- [RAW DATA]:
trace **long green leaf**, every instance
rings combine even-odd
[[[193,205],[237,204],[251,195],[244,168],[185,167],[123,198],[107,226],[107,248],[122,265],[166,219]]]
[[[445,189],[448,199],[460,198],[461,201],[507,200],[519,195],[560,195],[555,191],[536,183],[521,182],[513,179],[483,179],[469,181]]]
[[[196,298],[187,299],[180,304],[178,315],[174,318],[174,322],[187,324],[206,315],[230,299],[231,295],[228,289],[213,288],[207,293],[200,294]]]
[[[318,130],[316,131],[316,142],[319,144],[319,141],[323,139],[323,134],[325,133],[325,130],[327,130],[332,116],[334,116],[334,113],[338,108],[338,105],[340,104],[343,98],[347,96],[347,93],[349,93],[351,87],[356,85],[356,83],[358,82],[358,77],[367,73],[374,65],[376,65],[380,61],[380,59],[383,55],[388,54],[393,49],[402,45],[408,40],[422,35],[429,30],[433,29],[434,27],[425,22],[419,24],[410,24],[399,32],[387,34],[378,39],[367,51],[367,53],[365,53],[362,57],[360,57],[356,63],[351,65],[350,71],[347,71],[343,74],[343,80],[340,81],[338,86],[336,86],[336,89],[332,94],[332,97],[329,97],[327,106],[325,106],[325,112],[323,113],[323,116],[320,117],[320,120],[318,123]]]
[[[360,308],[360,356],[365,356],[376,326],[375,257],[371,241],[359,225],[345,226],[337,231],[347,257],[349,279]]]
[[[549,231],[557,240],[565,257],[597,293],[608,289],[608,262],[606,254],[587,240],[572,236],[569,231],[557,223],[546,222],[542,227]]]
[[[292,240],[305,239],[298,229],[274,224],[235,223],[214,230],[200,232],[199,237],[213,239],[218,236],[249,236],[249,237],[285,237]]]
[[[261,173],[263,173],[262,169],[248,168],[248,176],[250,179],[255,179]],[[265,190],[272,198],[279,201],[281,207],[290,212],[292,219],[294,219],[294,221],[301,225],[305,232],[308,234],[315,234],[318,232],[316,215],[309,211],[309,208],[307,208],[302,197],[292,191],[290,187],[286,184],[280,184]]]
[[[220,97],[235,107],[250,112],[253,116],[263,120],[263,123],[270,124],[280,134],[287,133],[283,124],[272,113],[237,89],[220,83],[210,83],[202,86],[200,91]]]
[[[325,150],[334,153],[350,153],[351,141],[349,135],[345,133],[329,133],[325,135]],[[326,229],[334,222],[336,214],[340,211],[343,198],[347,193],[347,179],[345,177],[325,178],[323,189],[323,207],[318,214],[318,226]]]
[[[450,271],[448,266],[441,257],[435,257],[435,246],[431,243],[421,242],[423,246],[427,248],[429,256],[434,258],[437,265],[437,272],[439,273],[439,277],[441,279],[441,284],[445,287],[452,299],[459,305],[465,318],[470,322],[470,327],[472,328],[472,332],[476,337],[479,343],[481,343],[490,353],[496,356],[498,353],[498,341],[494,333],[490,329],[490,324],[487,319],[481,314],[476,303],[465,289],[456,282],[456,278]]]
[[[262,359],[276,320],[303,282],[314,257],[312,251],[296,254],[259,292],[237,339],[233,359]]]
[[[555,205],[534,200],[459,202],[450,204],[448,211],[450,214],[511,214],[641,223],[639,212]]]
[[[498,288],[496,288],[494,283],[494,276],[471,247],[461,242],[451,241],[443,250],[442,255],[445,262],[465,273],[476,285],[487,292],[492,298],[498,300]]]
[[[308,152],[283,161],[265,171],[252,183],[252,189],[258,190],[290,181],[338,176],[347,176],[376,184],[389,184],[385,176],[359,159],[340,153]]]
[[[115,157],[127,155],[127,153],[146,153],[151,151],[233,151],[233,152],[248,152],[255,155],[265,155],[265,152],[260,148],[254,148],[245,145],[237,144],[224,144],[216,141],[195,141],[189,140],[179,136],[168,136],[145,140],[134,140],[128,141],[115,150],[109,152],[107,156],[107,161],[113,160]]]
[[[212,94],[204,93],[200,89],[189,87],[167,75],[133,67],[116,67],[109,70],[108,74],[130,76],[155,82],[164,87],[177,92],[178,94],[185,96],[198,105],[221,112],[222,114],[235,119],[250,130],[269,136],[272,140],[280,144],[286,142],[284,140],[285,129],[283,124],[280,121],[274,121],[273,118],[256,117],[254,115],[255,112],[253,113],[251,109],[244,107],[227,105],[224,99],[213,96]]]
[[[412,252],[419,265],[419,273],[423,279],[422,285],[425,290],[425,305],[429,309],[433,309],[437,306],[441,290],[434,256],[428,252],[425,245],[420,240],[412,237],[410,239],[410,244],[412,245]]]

- [OBJECTIVE]:
Your task is to repeat the data exactly; please include every line.

- [COMPLETED EXERCISE]:
trace **long green leaf**, every instance
rings combine even-odd
[[[193,205],[237,204],[251,195],[244,168],[185,167],[123,198],[107,226],[107,248],[122,265],[166,219]]]
[[[445,189],[448,199],[460,198],[461,201],[507,200],[519,195],[560,195],[555,191],[536,183],[521,182],[513,179],[483,179],[469,181]]]
[[[196,298],[187,299],[180,304],[178,315],[174,318],[174,322],[187,324],[206,315],[230,299],[231,295],[228,289],[213,288],[207,293],[200,294]]]
[[[318,130],[316,131],[316,142],[319,144],[319,141],[323,139],[323,134],[325,133],[325,130],[327,130],[332,116],[334,116],[334,113],[338,108],[338,105],[340,104],[343,98],[347,96],[347,93],[349,93],[351,87],[356,85],[356,83],[358,82],[358,77],[367,73],[374,65],[376,65],[380,61],[380,59],[383,55],[388,54],[393,49],[402,45],[408,40],[422,35],[429,30],[433,29],[434,27],[425,22],[419,24],[410,24],[399,32],[387,34],[378,39],[367,51],[367,53],[365,53],[362,57],[360,57],[356,63],[351,65],[350,71],[347,71],[343,74],[343,80],[340,81],[338,86],[336,86],[336,89],[332,94],[332,97],[329,97],[327,106],[325,106],[325,112],[323,113],[323,116],[320,117],[320,120],[318,123]]]
[[[360,308],[360,356],[365,356],[376,326],[375,257],[371,241],[359,225],[345,226],[337,231],[347,257],[349,279]]]
[[[549,231],[557,240],[565,257],[597,293],[608,289],[608,262],[606,254],[587,240],[572,236],[569,231],[557,223],[546,222],[542,227]]]
[[[292,240],[305,239],[298,229],[274,224],[235,223],[214,230],[200,232],[199,237],[213,239],[218,236],[249,236],[249,237],[285,237]]]
[[[261,173],[263,173],[262,169],[248,168],[248,176],[250,179],[255,179]],[[265,190],[272,198],[279,201],[281,207],[290,212],[292,219],[294,219],[294,221],[301,225],[305,232],[308,234],[315,234],[318,232],[316,215],[309,211],[309,208],[307,208],[302,197],[292,191],[290,187],[286,184],[280,184]]]
[[[220,97],[235,107],[250,112],[253,116],[263,120],[263,123],[270,124],[280,134],[287,133],[283,124],[272,113],[237,89],[220,83],[210,83],[202,86],[200,91]]]
[[[325,150],[334,153],[350,153],[351,141],[349,135],[345,133],[329,133],[325,135]],[[326,229],[334,222],[336,214],[340,211],[343,198],[347,193],[347,179],[345,177],[325,178],[323,189],[323,207],[318,214],[318,226]]]
[[[450,271],[448,266],[441,257],[435,257],[435,246],[431,243],[421,242],[423,246],[427,248],[429,256],[434,258],[437,265],[437,272],[439,273],[439,277],[441,279],[441,284],[445,287],[452,299],[459,305],[465,318],[470,322],[470,327],[472,328],[472,332],[476,337],[479,343],[481,343],[490,353],[496,356],[498,353],[498,341],[494,333],[490,329],[490,324],[487,319],[481,314],[476,303],[465,289],[456,282],[456,278]]]
[[[262,359],[276,320],[303,282],[314,257],[312,251],[296,254],[259,292],[237,339],[233,359]]]
[[[555,205],[534,200],[459,202],[450,204],[448,211],[450,214],[511,214],[641,223],[639,212]]]
[[[498,288],[496,288],[494,283],[494,276],[471,247],[461,242],[451,241],[443,250],[442,255],[445,262],[465,273],[476,285],[487,292],[492,298],[498,300]]]
[[[308,152],[283,161],[265,171],[252,183],[252,189],[258,190],[290,181],[338,176],[347,176],[376,184],[389,184],[385,176],[359,159],[340,153]]]
[[[115,157],[127,155],[127,153],[146,153],[151,151],[233,151],[233,152],[248,152],[255,155],[265,155],[265,152],[260,148],[254,148],[245,145],[237,144],[224,144],[216,141],[195,141],[189,140],[179,136],[168,136],[145,140],[134,140],[128,141],[115,150],[109,152],[107,156],[107,161],[113,160]]]
[[[212,94],[204,93],[200,89],[189,87],[167,75],[133,67],[116,67],[109,70],[108,74],[130,76],[155,82],[164,87],[177,92],[178,94],[185,96],[198,105],[221,112],[222,114],[235,119],[250,130],[269,136],[272,140],[280,144],[286,142],[284,140],[285,129],[283,124],[280,121],[274,121],[273,118],[256,117],[254,115],[255,112],[253,113],[251,109],[244,107],[227,105],[224,99],[213,96]]]
[[[412,252],[419,265],[419,273],[423,279],[422,285],[425,290],[425,305],[429,309],[433,309],[437,306],[441,290],[434,256],[428,252],[425,245],[420,240],[412,237],[410,239],[410,244],[412,245]]]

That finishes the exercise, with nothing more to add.